*WHAT TO WORK ON:*
Copy everything in the data below from the line containing "I bet you can't find the hillside" down to the end, reproducing it verbatim.

*DATASET RECORDS:*
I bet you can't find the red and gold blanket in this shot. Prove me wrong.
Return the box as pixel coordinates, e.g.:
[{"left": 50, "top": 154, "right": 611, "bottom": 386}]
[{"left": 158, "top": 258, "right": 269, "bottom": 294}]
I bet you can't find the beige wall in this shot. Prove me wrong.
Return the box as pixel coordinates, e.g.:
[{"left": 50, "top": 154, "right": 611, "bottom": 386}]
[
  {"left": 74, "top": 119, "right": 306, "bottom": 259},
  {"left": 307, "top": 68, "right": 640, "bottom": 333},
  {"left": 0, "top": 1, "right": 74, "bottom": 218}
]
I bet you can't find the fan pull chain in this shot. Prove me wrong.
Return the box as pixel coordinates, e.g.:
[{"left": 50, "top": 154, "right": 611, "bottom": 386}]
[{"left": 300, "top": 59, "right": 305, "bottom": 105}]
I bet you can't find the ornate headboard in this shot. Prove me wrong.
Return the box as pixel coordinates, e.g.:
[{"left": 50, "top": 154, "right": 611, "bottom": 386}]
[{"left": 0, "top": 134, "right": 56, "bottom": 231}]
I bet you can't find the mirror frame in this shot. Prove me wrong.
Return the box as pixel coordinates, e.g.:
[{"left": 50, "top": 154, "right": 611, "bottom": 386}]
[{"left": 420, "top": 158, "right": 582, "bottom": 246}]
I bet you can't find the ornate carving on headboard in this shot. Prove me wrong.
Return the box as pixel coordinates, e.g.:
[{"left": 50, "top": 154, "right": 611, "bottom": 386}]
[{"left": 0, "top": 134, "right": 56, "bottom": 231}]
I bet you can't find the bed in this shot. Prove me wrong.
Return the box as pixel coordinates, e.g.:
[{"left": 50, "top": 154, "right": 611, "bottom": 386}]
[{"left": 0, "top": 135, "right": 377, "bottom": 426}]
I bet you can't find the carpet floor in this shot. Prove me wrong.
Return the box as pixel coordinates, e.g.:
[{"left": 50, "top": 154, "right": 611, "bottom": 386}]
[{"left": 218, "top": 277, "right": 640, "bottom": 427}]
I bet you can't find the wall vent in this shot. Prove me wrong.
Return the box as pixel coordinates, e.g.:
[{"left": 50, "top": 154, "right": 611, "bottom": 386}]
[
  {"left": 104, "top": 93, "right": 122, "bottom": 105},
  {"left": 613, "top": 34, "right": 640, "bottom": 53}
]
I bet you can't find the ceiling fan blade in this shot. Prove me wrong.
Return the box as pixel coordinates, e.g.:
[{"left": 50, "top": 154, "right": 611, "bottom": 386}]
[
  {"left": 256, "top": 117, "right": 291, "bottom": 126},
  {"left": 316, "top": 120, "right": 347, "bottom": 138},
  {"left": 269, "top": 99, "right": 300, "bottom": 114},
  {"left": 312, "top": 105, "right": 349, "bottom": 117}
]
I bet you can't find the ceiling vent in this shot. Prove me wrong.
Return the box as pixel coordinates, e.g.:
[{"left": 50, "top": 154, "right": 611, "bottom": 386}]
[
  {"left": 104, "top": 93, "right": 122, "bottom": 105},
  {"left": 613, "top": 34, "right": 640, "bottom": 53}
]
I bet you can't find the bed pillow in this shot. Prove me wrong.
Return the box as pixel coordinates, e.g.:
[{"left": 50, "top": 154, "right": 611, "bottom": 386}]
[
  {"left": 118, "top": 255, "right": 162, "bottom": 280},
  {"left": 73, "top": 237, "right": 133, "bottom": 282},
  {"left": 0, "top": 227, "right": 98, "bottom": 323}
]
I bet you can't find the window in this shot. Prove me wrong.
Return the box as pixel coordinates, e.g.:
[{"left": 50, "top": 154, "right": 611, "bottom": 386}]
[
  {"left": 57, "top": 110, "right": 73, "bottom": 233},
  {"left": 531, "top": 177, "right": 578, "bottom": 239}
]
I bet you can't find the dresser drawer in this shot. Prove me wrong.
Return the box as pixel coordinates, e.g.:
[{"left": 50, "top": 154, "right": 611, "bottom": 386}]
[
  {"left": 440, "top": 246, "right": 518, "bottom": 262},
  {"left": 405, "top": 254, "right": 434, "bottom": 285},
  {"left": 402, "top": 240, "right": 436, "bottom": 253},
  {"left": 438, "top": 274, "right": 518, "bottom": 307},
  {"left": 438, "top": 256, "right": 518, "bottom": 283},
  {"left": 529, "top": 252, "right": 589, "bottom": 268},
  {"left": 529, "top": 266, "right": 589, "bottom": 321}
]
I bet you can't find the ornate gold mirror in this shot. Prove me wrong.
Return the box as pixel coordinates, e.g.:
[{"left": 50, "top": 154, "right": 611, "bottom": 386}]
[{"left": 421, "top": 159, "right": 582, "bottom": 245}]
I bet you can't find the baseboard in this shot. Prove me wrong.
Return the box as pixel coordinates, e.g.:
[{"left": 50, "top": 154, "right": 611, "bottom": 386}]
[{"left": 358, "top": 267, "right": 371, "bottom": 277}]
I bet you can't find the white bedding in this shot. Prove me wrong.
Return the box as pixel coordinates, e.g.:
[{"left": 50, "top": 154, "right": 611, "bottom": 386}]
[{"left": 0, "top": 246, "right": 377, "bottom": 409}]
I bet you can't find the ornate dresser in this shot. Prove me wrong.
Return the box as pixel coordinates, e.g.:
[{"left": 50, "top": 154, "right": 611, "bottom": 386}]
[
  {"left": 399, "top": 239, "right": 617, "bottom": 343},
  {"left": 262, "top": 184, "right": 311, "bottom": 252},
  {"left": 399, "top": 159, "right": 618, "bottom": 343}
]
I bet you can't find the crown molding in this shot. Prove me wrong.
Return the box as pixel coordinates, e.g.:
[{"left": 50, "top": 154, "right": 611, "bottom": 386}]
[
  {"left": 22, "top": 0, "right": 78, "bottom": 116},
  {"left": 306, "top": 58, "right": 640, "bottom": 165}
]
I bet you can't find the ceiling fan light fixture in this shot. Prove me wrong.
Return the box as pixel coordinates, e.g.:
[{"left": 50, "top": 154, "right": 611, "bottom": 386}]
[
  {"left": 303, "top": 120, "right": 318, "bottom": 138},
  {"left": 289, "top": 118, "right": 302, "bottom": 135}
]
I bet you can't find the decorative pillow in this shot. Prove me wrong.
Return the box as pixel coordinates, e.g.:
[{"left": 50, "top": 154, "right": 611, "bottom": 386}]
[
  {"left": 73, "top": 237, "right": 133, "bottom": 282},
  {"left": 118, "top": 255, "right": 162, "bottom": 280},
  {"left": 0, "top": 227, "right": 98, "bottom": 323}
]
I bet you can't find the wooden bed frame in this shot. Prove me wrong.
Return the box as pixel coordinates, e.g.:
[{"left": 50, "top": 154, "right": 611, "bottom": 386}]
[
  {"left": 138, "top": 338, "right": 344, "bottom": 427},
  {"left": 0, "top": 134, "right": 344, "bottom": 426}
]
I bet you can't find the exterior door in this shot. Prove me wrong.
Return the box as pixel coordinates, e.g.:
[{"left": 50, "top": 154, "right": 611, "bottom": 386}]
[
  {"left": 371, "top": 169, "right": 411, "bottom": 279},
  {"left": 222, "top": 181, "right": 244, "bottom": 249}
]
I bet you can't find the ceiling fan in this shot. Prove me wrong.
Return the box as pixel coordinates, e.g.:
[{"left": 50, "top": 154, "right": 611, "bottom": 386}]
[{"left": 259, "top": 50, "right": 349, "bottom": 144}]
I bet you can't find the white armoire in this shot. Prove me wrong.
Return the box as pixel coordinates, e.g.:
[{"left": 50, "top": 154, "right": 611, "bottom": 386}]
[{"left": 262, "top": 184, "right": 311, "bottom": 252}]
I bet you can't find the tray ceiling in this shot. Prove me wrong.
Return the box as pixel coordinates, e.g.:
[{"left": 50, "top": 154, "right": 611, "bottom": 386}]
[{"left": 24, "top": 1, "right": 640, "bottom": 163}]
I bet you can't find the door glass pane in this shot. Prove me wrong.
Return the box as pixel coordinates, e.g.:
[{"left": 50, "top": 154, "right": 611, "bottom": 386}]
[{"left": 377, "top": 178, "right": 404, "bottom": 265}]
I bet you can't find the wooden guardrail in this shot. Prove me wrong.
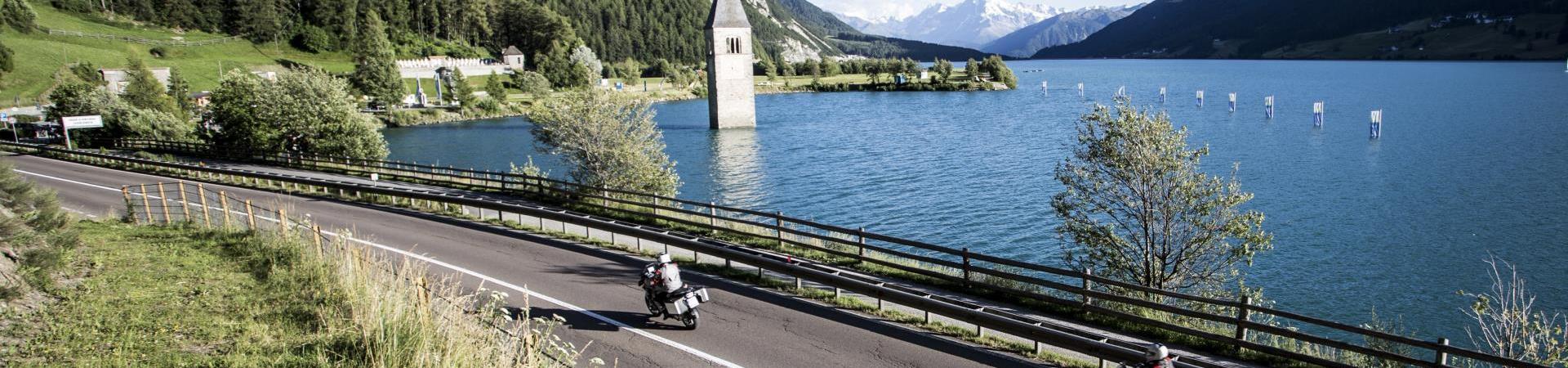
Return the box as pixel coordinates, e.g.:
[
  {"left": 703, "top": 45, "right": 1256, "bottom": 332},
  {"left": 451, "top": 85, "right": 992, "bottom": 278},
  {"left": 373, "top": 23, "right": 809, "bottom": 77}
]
[
  {"left": 113, "top": 140, "right": 1544, "bottom": 366},
  {"left": 49, "top": 29, "right": 242, "bottom": 47}
]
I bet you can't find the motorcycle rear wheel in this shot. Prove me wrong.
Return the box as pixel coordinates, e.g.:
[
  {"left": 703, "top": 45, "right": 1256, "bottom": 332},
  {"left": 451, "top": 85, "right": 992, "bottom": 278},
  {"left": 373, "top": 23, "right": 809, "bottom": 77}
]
[
  {"left": 643, "top": 293, "right": 665, "bottom": 316},
  {"left": 680, "top": 310, "right": 696, "bottom": 330}
]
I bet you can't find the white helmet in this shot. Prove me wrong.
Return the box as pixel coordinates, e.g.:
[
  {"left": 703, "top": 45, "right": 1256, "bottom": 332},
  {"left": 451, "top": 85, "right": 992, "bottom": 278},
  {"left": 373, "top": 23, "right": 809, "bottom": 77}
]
[{"left": 1145, "top": 343, "right": 1171, "bottom": 360}]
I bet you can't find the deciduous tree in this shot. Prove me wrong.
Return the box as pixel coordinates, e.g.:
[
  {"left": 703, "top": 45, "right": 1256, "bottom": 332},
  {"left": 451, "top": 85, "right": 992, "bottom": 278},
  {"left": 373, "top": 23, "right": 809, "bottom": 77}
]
[
  {"left": 210, "top": 70, "right": 387, "bottom": 159},
  {"left": 528, "top": 90, "right": 680, "bottom": 195},
  {"left": 1050, "top": 99, "right": 1273, "bottom": 291}
]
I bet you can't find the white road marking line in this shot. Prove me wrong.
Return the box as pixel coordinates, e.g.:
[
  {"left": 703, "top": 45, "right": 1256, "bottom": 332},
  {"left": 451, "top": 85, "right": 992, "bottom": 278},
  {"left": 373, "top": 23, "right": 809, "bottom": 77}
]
[{"left": 16, "top": 170, "right": 740, "bottom": 368}]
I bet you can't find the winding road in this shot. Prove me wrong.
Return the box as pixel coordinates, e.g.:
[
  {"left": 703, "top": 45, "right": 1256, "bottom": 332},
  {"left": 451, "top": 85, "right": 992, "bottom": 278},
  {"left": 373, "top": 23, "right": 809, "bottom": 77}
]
[{"left": 12, "top": 154, "right": 1036, "bottom": 366}]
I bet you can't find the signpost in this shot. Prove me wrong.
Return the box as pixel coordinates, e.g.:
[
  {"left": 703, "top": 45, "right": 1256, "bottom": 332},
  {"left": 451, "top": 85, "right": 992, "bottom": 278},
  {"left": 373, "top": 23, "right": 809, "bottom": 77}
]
[
  {"left": 0, "top": 112, "right": 11, "bottom": 141},
  {"left": 60, "top": 114, "right": 104, "bottom": 150}
]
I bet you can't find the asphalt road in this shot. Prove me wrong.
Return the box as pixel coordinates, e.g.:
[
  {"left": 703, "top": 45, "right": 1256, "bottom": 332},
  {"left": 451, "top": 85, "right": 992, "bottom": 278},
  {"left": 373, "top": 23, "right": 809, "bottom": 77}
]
[{"left": 12, "top": 154, "right": 1031, "bottom": 366}]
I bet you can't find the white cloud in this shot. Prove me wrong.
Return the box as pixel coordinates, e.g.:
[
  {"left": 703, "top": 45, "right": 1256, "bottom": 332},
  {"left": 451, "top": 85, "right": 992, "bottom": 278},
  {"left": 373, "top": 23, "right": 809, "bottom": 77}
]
[{"left": 811, "top": 0, "right": 1147, "bottom": 19}]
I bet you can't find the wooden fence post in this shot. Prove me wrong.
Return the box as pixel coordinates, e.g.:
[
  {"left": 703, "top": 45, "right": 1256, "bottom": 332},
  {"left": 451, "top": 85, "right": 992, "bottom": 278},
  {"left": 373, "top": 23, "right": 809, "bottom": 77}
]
[
  {"left": 158, "top": 182, "right": 174, "bottom": 225},
  {"left": 310, "top": 225, "right": 322, "bottom": 256},
  {"left": 218, "top": 191, "right": 229, "bottom": 228},
  {"left": 963, "top": 247, "right": 969, "bottom": 286},
  {"left": 196, "top": 184, "right": 212, "bottom": 228},
  {"left": 119, "top": 186, "right": 141, "bottom": 223},
  {"left": 1432, "top": 338, "right": 1449, "bottom": 366},
  {"left": 179, "top": 181, "right": 191, "bottom": 222},
  {"left": 245, "top": 200, "right": 256, "bottom": 231},
  {"left": 1236, "top": 296, "right": 1253, "bottom": 341},
  {"left": 773, "top": 211, "right": 784, "bottom": 249},
  {"left": 1084, "top": 267, "right": 1094, "bottom": 313},
  {"left": 854, "top": 227, "right": 866, "bottom": 264}
]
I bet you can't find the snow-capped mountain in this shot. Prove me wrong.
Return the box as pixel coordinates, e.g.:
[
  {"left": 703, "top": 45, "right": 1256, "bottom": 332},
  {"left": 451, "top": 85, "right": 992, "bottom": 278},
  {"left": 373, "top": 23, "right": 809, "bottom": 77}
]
[
  {"left": 837, "top": 0, "right": 1063, "bottom": 47},
  {"left": 980, "top": 5, "right": 1143, "bottom": 58}
]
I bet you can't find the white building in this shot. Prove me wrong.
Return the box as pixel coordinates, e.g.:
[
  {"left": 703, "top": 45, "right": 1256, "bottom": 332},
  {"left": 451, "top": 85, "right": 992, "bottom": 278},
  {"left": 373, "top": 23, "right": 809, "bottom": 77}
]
[
  {"left": 707, "top": 0, "right": 757, "bottom": 129},
  {"left": 99, "top": 68, "right": 169, "bottom": 94}
]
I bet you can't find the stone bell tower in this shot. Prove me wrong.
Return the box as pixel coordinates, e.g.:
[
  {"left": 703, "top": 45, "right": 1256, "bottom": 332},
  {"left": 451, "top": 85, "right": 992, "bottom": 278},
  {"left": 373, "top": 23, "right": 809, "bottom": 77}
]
[{"left": 707, "top": 0, "right": 757, "bottom": 129}]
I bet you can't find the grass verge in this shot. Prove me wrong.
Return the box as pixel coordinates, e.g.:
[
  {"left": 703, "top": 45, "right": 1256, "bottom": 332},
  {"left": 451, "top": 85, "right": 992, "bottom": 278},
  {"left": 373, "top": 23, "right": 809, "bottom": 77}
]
[{"left": 0, "top": 222, "right": 576, "bottom": 366}]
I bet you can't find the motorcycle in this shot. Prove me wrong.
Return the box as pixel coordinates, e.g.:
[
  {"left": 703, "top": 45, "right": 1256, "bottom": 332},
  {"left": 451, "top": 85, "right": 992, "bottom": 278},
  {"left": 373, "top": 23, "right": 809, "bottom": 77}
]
[{"left": 637, "top": 263, "right": 709, "bottom": 330}]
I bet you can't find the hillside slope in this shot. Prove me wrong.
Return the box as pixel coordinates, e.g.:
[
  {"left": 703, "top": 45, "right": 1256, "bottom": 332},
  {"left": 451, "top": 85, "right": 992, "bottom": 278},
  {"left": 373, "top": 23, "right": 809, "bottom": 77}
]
[
  {"left": 980, "top": 5, "right": 1142, "bottom": 58},
  {"left": 0, "top": 5, "right": 353, "bottom": 107},
  {"left": 1035, "top": 0, "right": 1568, "bottom": 58}
]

*SOLUTION FOR THIS TASK:*
I bet you can't find the hillside slope in this shot. Prove me wrong.
Return the box as pixel coordinates, e.g.:
[
  {"left": 703, "top": 45, "right": 1256, "bottom": 332},
  {"left": 451, "top": 85, "right": 992, "bottom": 278},
  {"left": 373, "top": 23, "right": 809, "bottom": 77}
]
[
  {"left": 980, "top": 5, "right": 1142, "bottom": 58},
  {"left": 0, "top": 5, "right": 353, "bottom": 107},
  {"left": 1035, "top": 0, "right": 1568, "bottom": 58}
]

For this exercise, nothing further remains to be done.